### TASK REQUIREMENTS
Read the lines of the data below and retrieve those with "like".

EXTRACTED ENTRIES below:

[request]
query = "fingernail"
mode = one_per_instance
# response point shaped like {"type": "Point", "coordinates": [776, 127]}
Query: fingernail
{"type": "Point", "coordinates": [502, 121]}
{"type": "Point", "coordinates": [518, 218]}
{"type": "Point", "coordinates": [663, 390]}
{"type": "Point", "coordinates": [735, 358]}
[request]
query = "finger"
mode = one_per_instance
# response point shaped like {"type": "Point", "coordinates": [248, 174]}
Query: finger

End of EXTRACTED ENTRIES.
EXTRACTED ENTRIES below:

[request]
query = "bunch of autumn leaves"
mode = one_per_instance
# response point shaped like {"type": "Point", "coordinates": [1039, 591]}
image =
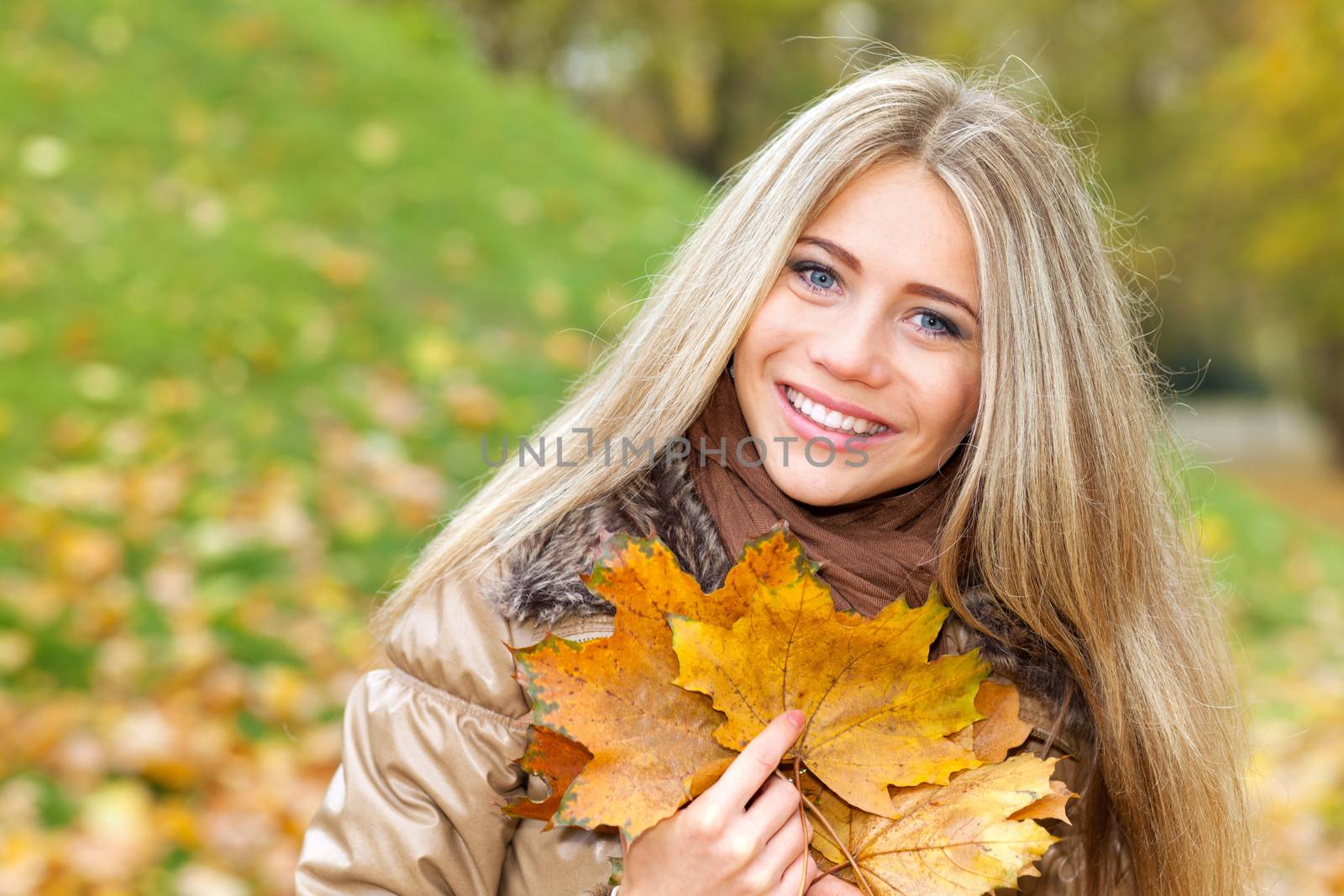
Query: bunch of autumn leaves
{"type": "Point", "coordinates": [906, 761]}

End of EXTRACTED ENTRIES.

### OUTPUT FOR THIS TASK
# response point shaped like {"type": "Point", "coordinates": [776, 127]}
# response point shaped like {"type": "Point", "coordinates": [248, 174]}
# response point shaped like {"type": "Point", "coordinates": [1039, 591]}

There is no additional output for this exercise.